- [Problem requirements]:
Locate each line in the records that contains the word "mountain" and copy those lines out. Case counts.

- [Listed records]:
————————

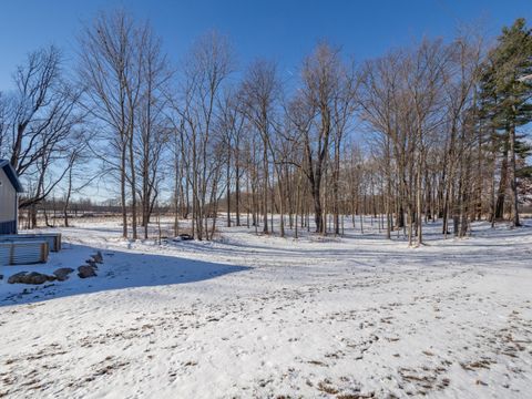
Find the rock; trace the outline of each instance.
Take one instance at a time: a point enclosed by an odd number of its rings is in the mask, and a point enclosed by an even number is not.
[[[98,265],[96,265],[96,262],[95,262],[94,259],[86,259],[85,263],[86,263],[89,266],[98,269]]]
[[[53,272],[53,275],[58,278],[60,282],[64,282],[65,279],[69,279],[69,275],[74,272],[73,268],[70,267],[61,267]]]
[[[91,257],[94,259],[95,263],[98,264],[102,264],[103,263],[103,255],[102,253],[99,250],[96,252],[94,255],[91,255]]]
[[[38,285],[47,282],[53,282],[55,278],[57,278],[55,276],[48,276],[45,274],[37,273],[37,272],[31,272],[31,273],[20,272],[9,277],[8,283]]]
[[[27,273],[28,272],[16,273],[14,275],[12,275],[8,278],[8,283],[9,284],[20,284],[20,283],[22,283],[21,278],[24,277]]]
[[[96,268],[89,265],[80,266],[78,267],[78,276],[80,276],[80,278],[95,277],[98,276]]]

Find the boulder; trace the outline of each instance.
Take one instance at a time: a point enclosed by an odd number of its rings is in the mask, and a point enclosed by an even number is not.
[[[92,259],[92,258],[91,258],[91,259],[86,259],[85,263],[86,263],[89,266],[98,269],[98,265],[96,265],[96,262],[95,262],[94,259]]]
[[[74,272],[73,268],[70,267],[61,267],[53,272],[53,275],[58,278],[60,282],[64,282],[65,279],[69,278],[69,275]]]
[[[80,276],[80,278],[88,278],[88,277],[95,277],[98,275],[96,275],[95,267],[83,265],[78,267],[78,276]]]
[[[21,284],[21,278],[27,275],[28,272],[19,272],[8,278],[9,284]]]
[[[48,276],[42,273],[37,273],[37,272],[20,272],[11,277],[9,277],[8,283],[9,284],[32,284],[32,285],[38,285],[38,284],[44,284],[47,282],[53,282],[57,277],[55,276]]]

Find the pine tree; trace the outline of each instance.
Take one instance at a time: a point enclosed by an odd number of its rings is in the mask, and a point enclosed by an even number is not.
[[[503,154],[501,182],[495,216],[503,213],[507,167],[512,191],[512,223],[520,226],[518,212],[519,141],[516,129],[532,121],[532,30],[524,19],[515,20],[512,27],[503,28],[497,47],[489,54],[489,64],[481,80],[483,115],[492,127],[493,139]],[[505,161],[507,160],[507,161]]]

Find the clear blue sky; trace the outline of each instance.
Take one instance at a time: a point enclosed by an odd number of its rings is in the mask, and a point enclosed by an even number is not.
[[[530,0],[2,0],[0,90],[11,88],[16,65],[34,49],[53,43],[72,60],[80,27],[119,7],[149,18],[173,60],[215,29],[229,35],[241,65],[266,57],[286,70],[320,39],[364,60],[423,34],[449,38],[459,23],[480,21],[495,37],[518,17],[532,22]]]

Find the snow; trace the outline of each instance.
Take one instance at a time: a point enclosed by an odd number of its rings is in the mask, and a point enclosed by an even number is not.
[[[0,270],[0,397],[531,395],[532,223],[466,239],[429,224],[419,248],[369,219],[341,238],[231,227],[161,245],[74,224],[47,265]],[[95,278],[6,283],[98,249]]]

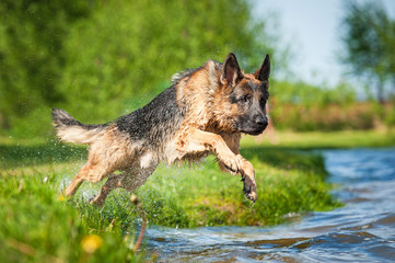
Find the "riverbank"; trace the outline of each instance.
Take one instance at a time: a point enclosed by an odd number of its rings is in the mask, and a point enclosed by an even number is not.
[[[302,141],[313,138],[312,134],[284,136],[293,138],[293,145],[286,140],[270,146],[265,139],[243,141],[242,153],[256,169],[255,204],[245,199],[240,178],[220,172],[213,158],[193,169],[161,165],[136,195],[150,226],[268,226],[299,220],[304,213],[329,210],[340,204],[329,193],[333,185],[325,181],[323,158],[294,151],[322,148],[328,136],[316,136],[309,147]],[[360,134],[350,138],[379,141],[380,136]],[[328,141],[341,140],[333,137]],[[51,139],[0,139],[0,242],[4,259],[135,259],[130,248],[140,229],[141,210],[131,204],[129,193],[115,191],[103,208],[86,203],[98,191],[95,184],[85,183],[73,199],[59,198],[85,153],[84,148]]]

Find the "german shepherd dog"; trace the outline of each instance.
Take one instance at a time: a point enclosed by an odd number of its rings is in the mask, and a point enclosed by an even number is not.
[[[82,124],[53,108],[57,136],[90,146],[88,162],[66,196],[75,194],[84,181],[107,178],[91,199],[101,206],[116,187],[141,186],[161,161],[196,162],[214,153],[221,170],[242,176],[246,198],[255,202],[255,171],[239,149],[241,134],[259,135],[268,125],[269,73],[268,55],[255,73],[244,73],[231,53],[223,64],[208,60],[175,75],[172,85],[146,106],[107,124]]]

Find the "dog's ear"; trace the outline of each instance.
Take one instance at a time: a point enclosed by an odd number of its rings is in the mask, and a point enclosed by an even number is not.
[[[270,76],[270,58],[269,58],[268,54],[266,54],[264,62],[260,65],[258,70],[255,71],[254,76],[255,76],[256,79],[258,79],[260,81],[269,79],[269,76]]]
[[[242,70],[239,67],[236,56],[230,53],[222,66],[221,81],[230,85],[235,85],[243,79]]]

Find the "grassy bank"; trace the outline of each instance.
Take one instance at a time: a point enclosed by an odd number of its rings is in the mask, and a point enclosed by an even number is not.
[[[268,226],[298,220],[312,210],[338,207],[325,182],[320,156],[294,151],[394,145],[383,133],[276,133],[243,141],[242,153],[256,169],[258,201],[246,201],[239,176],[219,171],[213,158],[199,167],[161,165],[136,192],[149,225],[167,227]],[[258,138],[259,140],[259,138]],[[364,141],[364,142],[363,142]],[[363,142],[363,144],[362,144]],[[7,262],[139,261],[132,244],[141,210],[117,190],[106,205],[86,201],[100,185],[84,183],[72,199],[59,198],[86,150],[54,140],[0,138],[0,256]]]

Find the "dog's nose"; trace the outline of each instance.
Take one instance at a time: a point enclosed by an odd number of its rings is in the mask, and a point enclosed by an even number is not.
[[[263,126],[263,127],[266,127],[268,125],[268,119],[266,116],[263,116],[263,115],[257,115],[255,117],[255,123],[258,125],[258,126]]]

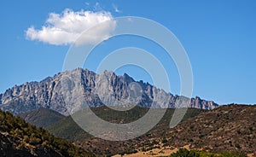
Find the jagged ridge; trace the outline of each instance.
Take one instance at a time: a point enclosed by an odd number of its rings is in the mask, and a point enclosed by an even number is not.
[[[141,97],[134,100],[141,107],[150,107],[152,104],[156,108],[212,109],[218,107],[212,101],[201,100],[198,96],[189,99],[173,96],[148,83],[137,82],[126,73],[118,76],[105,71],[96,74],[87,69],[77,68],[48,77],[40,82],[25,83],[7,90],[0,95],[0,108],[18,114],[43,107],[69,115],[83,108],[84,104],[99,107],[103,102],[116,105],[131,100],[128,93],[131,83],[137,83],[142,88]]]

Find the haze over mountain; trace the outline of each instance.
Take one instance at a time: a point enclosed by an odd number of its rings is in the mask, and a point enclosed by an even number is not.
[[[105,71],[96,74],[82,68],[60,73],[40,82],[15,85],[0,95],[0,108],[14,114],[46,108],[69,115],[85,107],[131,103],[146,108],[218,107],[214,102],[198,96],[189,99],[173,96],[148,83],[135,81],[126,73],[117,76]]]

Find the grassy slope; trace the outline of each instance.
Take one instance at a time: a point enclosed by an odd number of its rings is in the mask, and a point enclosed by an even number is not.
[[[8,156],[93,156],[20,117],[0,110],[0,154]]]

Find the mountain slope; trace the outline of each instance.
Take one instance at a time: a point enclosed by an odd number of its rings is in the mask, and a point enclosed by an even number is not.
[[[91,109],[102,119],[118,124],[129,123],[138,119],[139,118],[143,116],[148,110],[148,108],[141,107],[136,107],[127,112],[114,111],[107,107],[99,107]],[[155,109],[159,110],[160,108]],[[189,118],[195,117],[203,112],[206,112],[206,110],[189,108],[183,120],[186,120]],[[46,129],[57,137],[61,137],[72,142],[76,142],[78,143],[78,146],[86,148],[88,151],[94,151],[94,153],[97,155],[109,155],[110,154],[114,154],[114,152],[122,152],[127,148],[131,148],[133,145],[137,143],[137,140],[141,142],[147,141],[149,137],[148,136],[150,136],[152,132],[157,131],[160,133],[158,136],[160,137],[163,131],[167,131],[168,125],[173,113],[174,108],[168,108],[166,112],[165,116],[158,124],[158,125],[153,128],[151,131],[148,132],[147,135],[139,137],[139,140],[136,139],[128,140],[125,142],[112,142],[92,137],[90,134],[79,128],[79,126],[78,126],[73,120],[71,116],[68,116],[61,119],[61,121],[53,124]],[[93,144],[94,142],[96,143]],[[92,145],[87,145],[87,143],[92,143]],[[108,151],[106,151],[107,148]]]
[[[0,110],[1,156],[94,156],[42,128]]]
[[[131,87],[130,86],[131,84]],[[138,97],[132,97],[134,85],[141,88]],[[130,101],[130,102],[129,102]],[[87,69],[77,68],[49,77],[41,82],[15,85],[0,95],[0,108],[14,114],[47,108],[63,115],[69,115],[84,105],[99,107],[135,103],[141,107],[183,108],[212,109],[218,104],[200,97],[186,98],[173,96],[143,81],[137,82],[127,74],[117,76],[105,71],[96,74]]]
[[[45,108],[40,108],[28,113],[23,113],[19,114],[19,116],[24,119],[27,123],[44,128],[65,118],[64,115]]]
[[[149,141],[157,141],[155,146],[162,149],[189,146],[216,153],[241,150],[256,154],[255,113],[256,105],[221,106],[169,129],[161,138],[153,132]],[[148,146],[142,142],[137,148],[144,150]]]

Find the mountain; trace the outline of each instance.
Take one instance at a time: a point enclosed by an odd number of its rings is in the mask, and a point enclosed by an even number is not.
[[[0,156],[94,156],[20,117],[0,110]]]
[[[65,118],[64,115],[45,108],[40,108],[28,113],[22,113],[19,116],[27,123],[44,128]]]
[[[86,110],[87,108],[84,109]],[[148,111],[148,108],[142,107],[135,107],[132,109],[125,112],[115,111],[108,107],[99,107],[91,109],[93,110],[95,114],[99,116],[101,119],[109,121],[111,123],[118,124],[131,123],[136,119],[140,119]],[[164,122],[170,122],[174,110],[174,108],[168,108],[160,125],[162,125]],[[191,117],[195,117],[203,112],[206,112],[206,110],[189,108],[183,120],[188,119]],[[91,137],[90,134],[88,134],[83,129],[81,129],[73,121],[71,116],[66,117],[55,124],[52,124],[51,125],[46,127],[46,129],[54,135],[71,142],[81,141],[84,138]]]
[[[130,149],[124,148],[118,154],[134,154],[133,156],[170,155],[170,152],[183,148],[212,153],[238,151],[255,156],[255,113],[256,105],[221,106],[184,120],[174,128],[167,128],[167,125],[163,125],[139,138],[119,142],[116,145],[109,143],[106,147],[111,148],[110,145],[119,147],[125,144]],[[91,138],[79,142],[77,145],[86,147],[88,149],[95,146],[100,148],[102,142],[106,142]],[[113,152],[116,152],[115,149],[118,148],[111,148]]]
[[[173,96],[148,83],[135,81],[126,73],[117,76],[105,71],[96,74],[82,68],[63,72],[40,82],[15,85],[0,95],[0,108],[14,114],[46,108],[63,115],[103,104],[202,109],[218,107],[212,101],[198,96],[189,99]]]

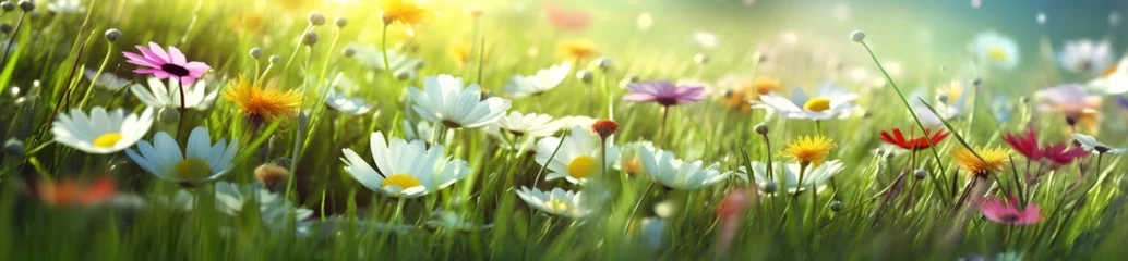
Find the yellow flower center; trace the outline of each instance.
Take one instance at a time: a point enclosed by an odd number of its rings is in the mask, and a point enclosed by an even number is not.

————————

- [Written response]:
Find the haze over mountain; trace the outline of each instance.
Find the mountain slope; trace the outline of each instance.
Find the mountain; trace the outline of each instance.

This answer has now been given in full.